# TEXTO PARA ANALIZAR

◇ ◇ ◇ ◇

Es algo que el poder político no ha podido o querido evitar en parte alguna. Del abarraganamiento de esa pareja, poder político-poder económico, quien ha ocupado y ocupa el centro de la escena ha sido y es el primero. Todo el mundo conoce el nombre del presidente de EE UU y a poco que uno se descuide, cualquiera le soltará una lección sobre ese señor. Pero sólo los expertos y algunos lectores inveterados de prensa económica sabrán deciros el nombre del presidente de la General Motors. Sin ir más lejos, aquí en Valencia poca gente desconoce los nombres de Zaplana, Barberá, Lerma, Ciscar, Blasco... Pero pídale al ciudadano medio que le cite los de media docena de grandes empresarios locales y los más suspenderán este examen. ¿Se sigue de ello que el establecimiento político brilla más porque ostenta mayor poder? ¿No será que es el establecimiento económico el que realmente hace y deshace en este concubinato? Es el gran tema de nuestro tiempo, la era de la globalización; si bien Lenin ya planteó los rasgos esenciales del fenómeno en 1917. Más recientemente, autores del bando capitalista, aunque críticos con el sistema, han dicho que la globalización es un hecho de carácter meramente cuantitativo y que padecerá un repliegue antes de que el capitalismo, cediendo a presiones políticas y a su propia lógica interna, fallezca o se convierta en otra cosa. De ser correcto el precioso análisis de Robert Heilbroner, el capitalismo no sobrevivirá al siglo. Antes que Heilbroner, Schumpeter, enemigo implacable del socialismo, profetizaba no obstante, el triunfo final de éste como consecuencia del hundimiento del sistema capitalista. Pero no habrá utopía marxista, antes al contrario, será el Estado quien asumirá el poder, desembarazado al fin de su incómodo compañero de viaje desde los tiempos de Quesnay, Adam Smith y el resto de la tropa. ¿Y bien?

◇ ◇ ◇ ◇

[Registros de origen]
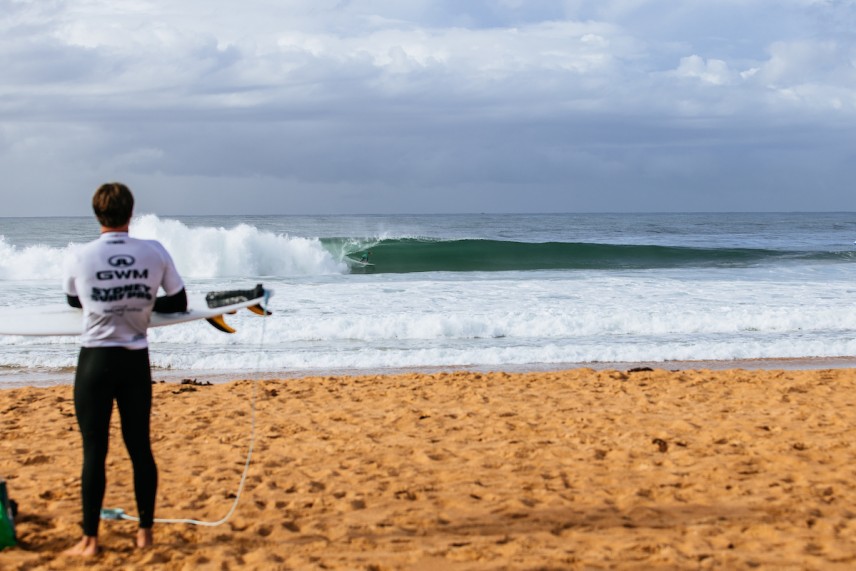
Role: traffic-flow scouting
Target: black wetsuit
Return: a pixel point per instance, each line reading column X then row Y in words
column 114, row 280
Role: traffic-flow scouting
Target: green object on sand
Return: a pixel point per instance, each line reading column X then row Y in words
column 7, row 523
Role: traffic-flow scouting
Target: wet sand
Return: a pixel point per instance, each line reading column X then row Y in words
column 577, row 469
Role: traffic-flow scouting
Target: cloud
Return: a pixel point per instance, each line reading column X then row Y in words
column 354, row 99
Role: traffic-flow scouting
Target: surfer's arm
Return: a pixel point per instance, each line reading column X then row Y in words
column 172, row 303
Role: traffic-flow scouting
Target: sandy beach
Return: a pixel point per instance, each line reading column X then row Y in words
column 579, row 469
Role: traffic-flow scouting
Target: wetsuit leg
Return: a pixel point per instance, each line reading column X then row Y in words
column 134, row 400
column 93, row 405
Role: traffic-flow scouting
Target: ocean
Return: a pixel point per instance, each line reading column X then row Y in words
column 475, row 291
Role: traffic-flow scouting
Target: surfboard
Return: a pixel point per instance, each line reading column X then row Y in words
column 361, row 264
column 62, row 319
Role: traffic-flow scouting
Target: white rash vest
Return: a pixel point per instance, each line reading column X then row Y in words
column 117, row 279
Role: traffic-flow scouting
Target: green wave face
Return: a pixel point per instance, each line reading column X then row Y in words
column 426, row 255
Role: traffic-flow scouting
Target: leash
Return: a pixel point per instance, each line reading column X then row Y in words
column 119, row 514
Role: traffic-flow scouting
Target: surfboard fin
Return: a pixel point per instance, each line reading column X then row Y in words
column 219, row 323
column 259, row 310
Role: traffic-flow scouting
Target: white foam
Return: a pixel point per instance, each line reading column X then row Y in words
column 198, row 252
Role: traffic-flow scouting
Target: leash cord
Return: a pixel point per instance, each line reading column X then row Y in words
column 118, row 513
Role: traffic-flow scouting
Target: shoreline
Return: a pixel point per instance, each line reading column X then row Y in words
column 576, row 469
column 50, row 378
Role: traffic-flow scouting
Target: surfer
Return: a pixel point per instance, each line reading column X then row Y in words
column 115, row 280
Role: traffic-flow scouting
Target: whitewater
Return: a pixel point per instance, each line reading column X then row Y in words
column 483, row 292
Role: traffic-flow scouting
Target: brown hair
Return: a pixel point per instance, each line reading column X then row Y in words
column 113, row 204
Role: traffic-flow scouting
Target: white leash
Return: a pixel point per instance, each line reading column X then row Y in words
column 118, row 513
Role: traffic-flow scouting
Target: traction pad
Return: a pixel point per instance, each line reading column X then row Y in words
column 216, row 299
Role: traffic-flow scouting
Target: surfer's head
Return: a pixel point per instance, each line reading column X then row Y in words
column 113, row 204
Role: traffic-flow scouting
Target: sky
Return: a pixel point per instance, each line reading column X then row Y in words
column 428, row 106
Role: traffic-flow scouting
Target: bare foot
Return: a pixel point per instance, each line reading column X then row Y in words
column 144, row 538
column 87, row 547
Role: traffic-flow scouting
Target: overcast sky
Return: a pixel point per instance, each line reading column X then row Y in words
column 434, row 106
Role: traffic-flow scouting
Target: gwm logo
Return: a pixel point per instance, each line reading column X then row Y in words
column 121, row 261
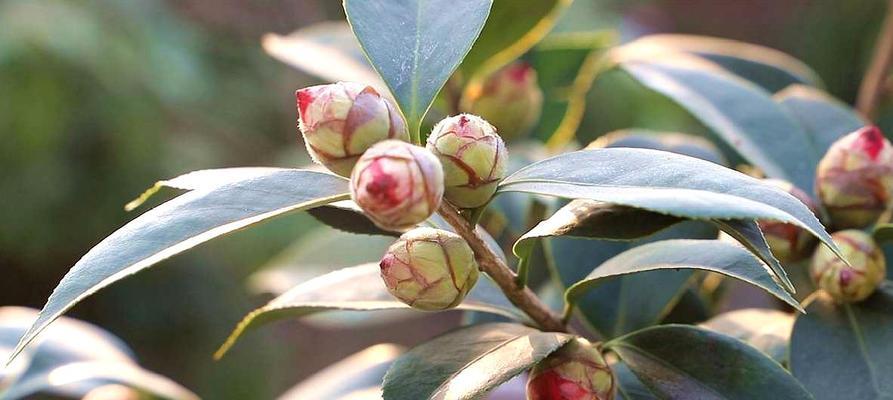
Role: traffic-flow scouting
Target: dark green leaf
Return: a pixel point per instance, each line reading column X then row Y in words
column 358, row 288
column 709, row 255
column 663, row 182
column 183, row 223
column 769, row 68
column 469, row 362
column 360, row 372
column 617, row 306
column 824, row 118
column 685, row 362
column 738, row 112
column 765, row 329
column 513, row 27
column 416, row 45
column 844, row 351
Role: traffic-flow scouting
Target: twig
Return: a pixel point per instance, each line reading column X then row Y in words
column 521, row 297
column 872, row 87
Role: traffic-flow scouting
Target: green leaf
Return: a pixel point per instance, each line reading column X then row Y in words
column 566, row 65
column 663, row 182
column 360, row 372
column 72, row 358
column 708, row 255
column 327, row 50
column 513, row 27
column 843, row 351
column 767, row 330
column 824, row 118
column 769, row 68
column 478, row 359
column 416, row 45
column 741, row 114
column 685, row 362
column 183, row 223
column 617, row 306
column 358, row 288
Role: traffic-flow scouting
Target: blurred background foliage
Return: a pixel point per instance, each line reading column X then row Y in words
column 100, row 98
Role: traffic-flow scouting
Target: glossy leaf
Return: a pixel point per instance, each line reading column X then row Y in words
column 767, row 330
column 183, row 223
column 617, row 307
column 741, row 114
column 358, row 373
column 708, row 255
column 824, row 118
column 480, row 358
column 663, row 182
column 844, row 351
column 327, row 50
column 72, row 358
column 513, row 27
column 769, row 68
column 685, row 362
column 358, row 288
column 416, row 45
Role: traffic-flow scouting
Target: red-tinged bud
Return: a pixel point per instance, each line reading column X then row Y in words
column 397, row 184
column 429, row 269
column 473, row 158
column 847, row 284
column 341, row 120
column 510, row 99
column 576, row 371
column 855, row 178
column 789, row 243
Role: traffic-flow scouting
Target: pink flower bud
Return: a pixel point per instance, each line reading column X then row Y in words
column 789, row 243
column 341, row 120
column 429, row 269
column 576, row 371
column 510, row 99
column 855, row 178
column 848, row 284
column 473, row 158
column 397, row 184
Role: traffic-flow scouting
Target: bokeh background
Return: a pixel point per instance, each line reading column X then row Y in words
column 101, row 98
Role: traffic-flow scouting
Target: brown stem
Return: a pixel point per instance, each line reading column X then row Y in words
column 872, row 87
column 522, row 297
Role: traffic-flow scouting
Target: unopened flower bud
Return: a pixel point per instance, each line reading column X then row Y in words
column 397, row 184
column 855, row 178
column 789, row 243
column 510, row 99
column 341, row 120
column 577, row 371
column 429, row 269
column 473, row 158
column 847, row 284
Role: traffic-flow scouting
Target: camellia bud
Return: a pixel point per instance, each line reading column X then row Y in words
column 397, row 184
column 510, row 99
column 789, row 243
column 473, row 158
column 848, row 284
column 429, row 269
column 341, row 120
column 576, row 371
column 855, row 178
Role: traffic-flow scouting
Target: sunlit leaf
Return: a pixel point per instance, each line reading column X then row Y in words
column 480, row 358
column 416, row 45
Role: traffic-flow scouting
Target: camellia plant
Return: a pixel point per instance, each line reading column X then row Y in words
column 450, row 151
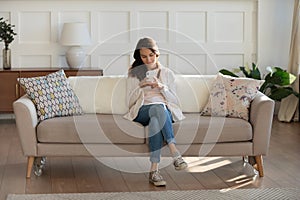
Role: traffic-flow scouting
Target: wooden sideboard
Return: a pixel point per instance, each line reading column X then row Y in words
column 10, row 90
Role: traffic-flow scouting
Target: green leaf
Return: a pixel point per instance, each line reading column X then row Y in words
column 279, row 93
column 227, row 72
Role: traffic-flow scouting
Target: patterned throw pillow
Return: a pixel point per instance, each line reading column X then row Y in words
column 231, row 97
column 52, row 95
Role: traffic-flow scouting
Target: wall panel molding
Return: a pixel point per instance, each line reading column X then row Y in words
column 195, row 37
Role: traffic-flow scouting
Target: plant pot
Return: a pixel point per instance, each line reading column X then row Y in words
column 6, row 59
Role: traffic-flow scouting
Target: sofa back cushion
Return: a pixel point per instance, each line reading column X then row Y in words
column 101, row 94
column 193, row 91
column 107, row 94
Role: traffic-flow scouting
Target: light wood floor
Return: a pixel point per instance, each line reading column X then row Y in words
column 77, row 174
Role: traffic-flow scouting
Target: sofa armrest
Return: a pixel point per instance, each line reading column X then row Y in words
column 26, row 120
column 261, row 118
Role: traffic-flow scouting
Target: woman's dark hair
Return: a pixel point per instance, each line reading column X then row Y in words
column 138, row 68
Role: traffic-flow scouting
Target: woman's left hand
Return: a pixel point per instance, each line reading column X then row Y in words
column 156, row 83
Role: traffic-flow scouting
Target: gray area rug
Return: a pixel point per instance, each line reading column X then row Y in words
column 240, row 194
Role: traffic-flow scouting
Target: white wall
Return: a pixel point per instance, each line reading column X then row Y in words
column 274, row 25
column 194, row 36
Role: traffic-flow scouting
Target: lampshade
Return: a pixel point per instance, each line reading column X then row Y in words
column 75, row 34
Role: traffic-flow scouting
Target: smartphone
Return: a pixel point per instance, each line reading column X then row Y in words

◇ ◇ ◇ ◇

# ACTIVIDAD 1
Por favor, enumera los apellidos de los políticos valencianos que cita el texto sobre poder político y poder económico.
# ACTIVIDAD 2
Según el texto sobre poder político y poder económico, ¿por qué profetizaba Schumpeter el triunfo final del socialismo? Responde en una o dos oraciones.
# ACTIVIDAD 3
Prosigue el texto sobre poder político y poder económico a partir de su última oración, «¿Y bien?».

# RESPUESTA 1
Zaplana, Barberá, Lerma, Ciscar y Blasco.

# RESPUESTA 2
Schumpeter preveía el triunfo final del socialismo como consecuencia del hundimiento del sistema capitalista, a pesar de ser enemigo implacable del socialismo.

# RESPUESTA 3
El Estado-nación, por supuesto, no ha desaparecido ni es un mero figurante en escena. Desde el atentado que destruyó las torres gemelas hemos asistido a una resurrección del keynesianismo, pero eso no debe hacernos olvidar el antes. Siendo el poder político -pese a sus contrastes y desavenencias- más homogéneo que el económico, puede regular, prohibir, intervenir o inhibirse a pleno descontento del poder económico. Que se lo pregunten a Microsoft, a Bertelsmann, a Volvo y Scania e incluso a las formidables farmacéuticas. La UE se dispone a integrar los flujos de capitales, por encima de los globalizadores, quienes a pesar de su innegable fortaleza, no podrían impedir un movimiento semejante a escala mundial. Motivos para la alarma los hay sobrados, pero el Estado-nación todavía tiene menos necesidad de los globalizadores que a la inversa. ¿Quiénes regulan el precio del petróleo? ¿Las multinacionales americanas y europeas o el nacionalismo islámico? Que los yacimientos de Alaska sean o no explotados depende del poder político del Gobierno Bush, no de la influencia de las petroleras, ni de otras, favorables u hostiles.

Sin embargo, las sociedades occidentales están todavía muy impregnadas de ese espíritu capitalista, por más que hace seis décadas Schumpeter ya detectara síntomas de esclerosis en el sistema y más que síntomas de desafección en la sociedad. (El capitalismo ha perdido... sin esperanza de retorno, parece ser, la adhesión de las masas). Heilbroner explicó luego, con mayor poder de convicción, las causas de este desvanecimiento paulatino del espíritu capitalista, que es decir del antiguo utilitarismo liberal. No tengo hoy espacio para exponerlas y Dios, el diablo o mi santa voluntad mediante, lo haré en otro artículo en el que abordaré también la plena materialización del Estado tecnocrático del clarividente Burnham. Pero tampoco será el fin de la historia.

Manuel Lloris es doctor en Filosofía y Letras.